(Brief):
Reproduce the following material verbatim, preserving every line in its original order.

(Coordinate annotation entries)

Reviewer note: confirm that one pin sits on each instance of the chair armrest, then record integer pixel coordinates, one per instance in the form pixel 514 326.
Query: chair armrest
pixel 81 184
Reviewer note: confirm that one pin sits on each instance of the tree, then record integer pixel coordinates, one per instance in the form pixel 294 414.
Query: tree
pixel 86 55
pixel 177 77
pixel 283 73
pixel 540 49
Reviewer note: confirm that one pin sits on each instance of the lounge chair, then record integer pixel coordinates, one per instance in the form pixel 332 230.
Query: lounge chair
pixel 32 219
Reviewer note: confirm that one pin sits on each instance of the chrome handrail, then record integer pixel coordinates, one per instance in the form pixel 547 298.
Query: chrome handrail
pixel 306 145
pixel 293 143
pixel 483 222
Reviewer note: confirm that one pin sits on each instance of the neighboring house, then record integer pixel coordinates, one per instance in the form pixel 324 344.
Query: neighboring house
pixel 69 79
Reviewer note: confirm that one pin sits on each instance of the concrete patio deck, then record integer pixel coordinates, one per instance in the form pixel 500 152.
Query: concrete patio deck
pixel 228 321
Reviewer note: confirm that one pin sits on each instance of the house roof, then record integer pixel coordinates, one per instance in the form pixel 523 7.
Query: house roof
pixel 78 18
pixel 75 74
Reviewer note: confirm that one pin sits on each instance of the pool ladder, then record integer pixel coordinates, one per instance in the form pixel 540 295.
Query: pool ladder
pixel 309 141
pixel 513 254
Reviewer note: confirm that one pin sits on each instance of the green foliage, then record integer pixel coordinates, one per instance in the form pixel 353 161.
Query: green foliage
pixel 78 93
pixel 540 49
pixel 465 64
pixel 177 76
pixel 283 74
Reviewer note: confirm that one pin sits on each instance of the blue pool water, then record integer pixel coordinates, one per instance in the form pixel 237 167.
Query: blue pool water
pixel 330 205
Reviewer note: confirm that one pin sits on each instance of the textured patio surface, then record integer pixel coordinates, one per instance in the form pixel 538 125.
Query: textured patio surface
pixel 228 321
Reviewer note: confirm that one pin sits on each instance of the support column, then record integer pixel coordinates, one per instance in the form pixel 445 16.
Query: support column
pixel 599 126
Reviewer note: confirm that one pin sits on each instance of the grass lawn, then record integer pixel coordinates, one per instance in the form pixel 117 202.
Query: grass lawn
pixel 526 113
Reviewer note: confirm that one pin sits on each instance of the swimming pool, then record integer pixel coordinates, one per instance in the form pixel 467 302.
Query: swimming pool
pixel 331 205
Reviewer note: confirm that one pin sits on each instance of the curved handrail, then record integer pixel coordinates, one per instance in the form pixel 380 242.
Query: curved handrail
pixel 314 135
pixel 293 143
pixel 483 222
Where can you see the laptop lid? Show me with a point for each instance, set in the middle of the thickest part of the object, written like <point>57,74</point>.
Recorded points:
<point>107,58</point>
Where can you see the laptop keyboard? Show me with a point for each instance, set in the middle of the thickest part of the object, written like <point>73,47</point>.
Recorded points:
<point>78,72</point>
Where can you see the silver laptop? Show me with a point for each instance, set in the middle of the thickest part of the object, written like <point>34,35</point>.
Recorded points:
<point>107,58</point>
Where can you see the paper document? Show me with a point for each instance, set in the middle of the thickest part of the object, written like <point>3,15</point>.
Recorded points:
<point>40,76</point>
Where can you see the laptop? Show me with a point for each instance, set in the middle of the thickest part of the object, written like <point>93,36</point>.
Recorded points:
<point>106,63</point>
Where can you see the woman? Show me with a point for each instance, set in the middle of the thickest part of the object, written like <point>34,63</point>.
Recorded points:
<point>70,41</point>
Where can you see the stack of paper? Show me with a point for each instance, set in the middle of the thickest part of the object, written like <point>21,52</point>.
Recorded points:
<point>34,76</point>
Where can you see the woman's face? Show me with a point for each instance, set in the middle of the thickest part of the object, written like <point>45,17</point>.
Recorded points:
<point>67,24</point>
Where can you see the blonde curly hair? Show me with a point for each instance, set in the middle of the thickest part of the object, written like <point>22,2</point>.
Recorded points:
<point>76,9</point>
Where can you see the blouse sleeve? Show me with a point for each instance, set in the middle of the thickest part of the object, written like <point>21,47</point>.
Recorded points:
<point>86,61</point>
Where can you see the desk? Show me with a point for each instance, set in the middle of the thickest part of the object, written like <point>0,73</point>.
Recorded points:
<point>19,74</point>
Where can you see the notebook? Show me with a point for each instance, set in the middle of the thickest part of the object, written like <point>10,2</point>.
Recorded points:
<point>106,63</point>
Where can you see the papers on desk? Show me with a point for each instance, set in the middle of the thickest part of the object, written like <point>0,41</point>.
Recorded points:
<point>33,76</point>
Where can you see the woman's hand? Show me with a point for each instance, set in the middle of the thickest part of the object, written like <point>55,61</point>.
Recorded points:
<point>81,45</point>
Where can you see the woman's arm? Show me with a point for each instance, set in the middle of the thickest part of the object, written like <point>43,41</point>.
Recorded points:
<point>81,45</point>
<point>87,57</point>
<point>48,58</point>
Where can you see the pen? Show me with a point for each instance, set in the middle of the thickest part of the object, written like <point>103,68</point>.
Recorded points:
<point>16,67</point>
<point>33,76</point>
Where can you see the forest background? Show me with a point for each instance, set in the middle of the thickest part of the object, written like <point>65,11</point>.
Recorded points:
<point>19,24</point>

(Answer to this exercise):
Reviewer note: confirm that one pin sits on each instance of the chair armrest, then record integer pixel coordinates, one per instance in the form pixel 514 326.
Query: chair armrest
pixel 81 184
Reviewer note: confirm that one pin sits on each instance of the tree, then record integer pixel coordinates, one per instance in the form pixel 294 414.
Query: tree
pixel 86 55
pixel 177 77
pixel 283 73
pixel 540 49
Reviewer note: confirm that one pin sits on each instance of the lounge chair, then record integer pixel coordinates, one per instance in the form pixel 332 230.
Query: lounge chair
pixel 32 219
Reviewer note: confirm that one pin sits on each instance of the chrome handrail, then record integer pixel coordinates, one per instance in the form pixel 547 298.
Query: chrome handrail
pixel 306 145
pixel 293 143
pixel 483 222
Reviewer note: confirm that one pin sits on each instance of the neighboring house, then record integer pixel coordinates, one per instance in the form pixel 324 344.
Query: neighboring house
pixel 69 79
Reviewer note: confirm that one pin sits on each instance of the concrete patio deck, then record integer pixel coordinates, one per instance in the form pixel 500 152.
Query: concrete patio deck
pixel 228 321
Reviewer note: confirm that one pin sits on each instance of the house roof, then record integer pixel coordinates, one per instance in the form pixel 523 7.
Query: house roof
pixel 78 18
pixel 75 74
Reviewer note: confirm that one pin sits on each instance of the pool ladder, then record integer pixel coordinates, one per instance in the form pixel 540 295.
Query: pool ladder
pixel 309 141
pixel 513 254
Reviewer note: confirm that one pin sits on each instance of the green foliage, then record integer pixel coordinates, one per instance in the form pixel 353 161.
Query: green foliage
pixel 78 93
pixel 540 49
pixel 465 64
pixel 177 76
pixel 283 74
Reviewer note: confirm that one pin sits on each instance of the blue pool water, then record integer pixel coordinates, one per instance in the form pixel 237 167.
Query: blue pool water
pixel 330 205
Reviewer note: confirm that one pin sits on each instance of the textured patio surface, then record integer pixel coordinates, one per instance in the form pixel 538 125.
Query: textured patio surface
pixel 228 321
Reviewer note: confirm that one pin sits on each instance of the support column, then record integer pixel coordinates, one per instance in the form pixel 445 16.
Query: support column
pixel 599 126
Reviewer note: confirm that one pin sits on each instance of the grass lawn, then record integer pixel coordinates, one per instance in the form pixel 117 202.
Query: grass lawn
pixel 526 113
Reviewer note: confirm that one pin sits on each instance of the swimming pool, then record integer pixel coordinates, one per instance in the form pixel 467 302.
Query: swimming pool
pixel 331 205
Reviewer note: confirm that one pin sits on each instance of the curved handrail, then record integer pixel coordinates, one per instance in the form pixel 380 242.
Query: curved handrail
pixel 314 135
pixel 293 143
pixel 483 222
Where can you see the laptop lid? Show me with a point for each instance, set in the middle of the thickest part of the object, written like <point>57,74</point>.
Recorded points:
<point>107,58</point>
Where can you see the laptop keyboard? Show me with a point for each instance, set in the middle of the thickest part of the object, written like <point>73,47</point>.
Recorded points:
<point>78,72</point>
Where can you see the silver laptop? Show me with a point for each instance, set in the middle of the thickest part of the object, written like <point>34,35</point>.
Recorded points:
<point>107,58</point>
Where can you see the paper document? Show me with a point for each instance, set in the middle of the thickest part of the object, written like <point>3,15</point>.
Recorded points:
<point>40,76</point>
Where can you see the laptop? Show me with a point for each instance, set in the middle of the thickest part of the object, written like <point>93,36</point>.
Recorded points:
<point>106,63</point>
Where can you see the woman? Show me with a point for each instance, set in the middle of the thickest part of the object, written like <point>34,63</point>.
Recorded points:
<point>70,41</point>
Where can you see the stack of paper? Show me with a point for each instance, set in the middle of the thickest part of the object, written like <point>21,52</point>.
Recorded points:
<point>34,76</point>
Where can you see the woman's face? Show me with a point for each instance, set in the middle of the thickest part of the object, written like <point>45,17</point>.
Recorded points:
<point>67,24</point>
Where can you see the blonde curly hair? Show me with a point for each instance, set in the middle of the thickest part of the object, written like <point>22,2</point>.
Recorded points:
<point>76,9</point>
Where can you see the blouse sleeve? Show me with a point for each instance, set in the middle of the thickest part of the object, written like <point>21,47</point>.
Recorded points:
<point>86,61</point>
Where can you see the desk? Show me with a point for each instance, set in the middle of the thickest part of the object, written like <point>0,73</point>.
Recorded points:
<point>19,74</point>
Where can you see the notebook? Show me with a point for each instance, set in the middle of the thickest part of the object, written like <point>10,2</point>.
Recorded points:
<point>106,63</point>
Where can you see the papers on desk? Show me with a point for each instance, set in the middle of the thickest part of the object, written like <point>0,41</point>.
Recorded points:
<point>33,76</point>
Where can you see the woman's hand? Show me with a point for each instance, set in the middle of the thickest part of the object, written like <point>55,61</point>.
Recorded points:
<point>81,45</point>
Where can you see the woman's arm? Show me with a point for each instance, set in the middle of the thickest part of the object, written like <point>43,41</point>.
Recorded points:
<point>81,45</point>
<point>87,57</point>
<point>48,58</point>
Where can you see the pen? Show me with a point for each instance, set in the middle of the thickest part of the object, written like <point>103,68</point>.
Recorded points:
<point>16,67</point>
<point>33,76</point>
Where can you see the forest background? Show me with a point for each instance, set in the middle of the thickest part of the object, written like <point>65,11</point>.
Recorded points:
<point>19,24</point>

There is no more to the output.